#### [Extract]
■ ■ ■ ■ ■
Monday, April 23, 2018

A fucking moron

It's not just Tillerson who thinks that.
Before a phone call to a foreign leader, American Presidents are normally supplied with talking points prepared by staffers at the National Security Council, which is housed in the Eisenhower Executive Office Building, next to the White House. Because conversations between heads of state can range widely, such materials are usually very detailed. But Trump, as a senior Administration official recently put it, is “not a voracious reader.”

  New Yorker
Understatement par excellence.
When Trump assumed office, N.S.C. staffers initially generated memos for him that resembled those produced for his predecessors: multi-page explications of policy and strategy. But “an edict came down,” a former staffer told me: “ ‘Thin it out.’ ” The staff dutifully trimmed the memos to a single page. “But then word comes back: ‘This is still too much.’ ”

[...]

"By the time I left, we had these cards,” the former staffer said. They are long and narrow, made of heavy stock, and emblazoned with the words “the white house” at the top. Trump receives a thick briefing book every night, but nobody harbors the illusion that he reads it. 

Current and former officials told me that filling out a card is the best way to raise an issue with him in writing. Everything that needs to be conveyed to the President must be boiled down, the former staffer said, to “two or three points, with the syntactical complexity of ‘See Jane run.’ ”
■ ■ ■ ■ ■
#### [Supplied data]
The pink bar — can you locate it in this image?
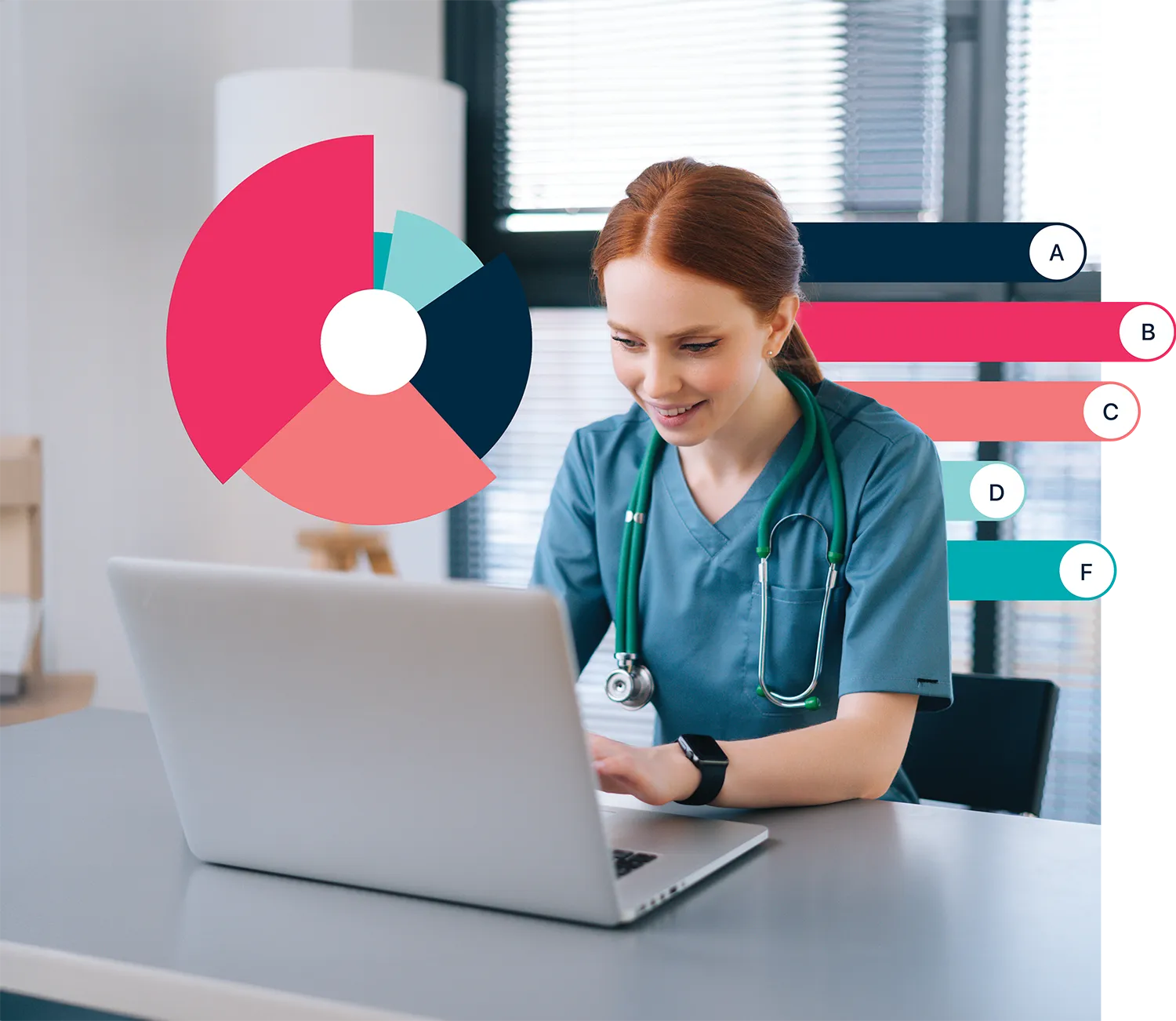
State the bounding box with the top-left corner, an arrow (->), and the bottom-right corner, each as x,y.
797,301 -> 1176,376
837,376 -> 1176,447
■ ■ ■ ■ ■
Copy out the whole post about Trump's briefing cards word for word. The lines above are a separate set from the post about Trump's briefing cards.

#### [Right answer]
Monday, April 23, 2018

A fucking moron

It's not just Tillerson who thinks that.
Before a phone call to a foreign leader, American Presidents are normally supplied with talking points prepared by staffers at the National Security Council, which is housed in the Eisenhower Executive Office Building, next to the White House. Because conversations between heads of state can range widely, such materials are usually very detailed. But Trump, as a senior Administration official recently put it, is “not a voracious reader.”

  New Yorker
Understatement par excellence.
When Trump assumed office, N.S.C. staffers initially generated memos for him that resembled those produced for his predecessors: multi-page explications of policy and strategy. But “an edict came down,” a former staffer told me: “ ‘Thin it out.’ ” The staff dutifully trimmed the memos to a single page. “But then word comes back: ‘This is still too much.’ ”

[...]

"By the time I left, we had these cards,” the former staffer said. They are long and narrow, made of heavy stock, and emblazoned with the words “the white house” at the top. Trump receives a thick briefing book every night, but nobody harbors the illusion that he reads it. 

Current and former officials told me that filling out a card is the best way to raise an issue with him in writing. Everything that needs to be conveyed to the President must be boiled down, the former staffer said, to “two or three points, with the syntactical complexity of ‘See Jane run.’ ”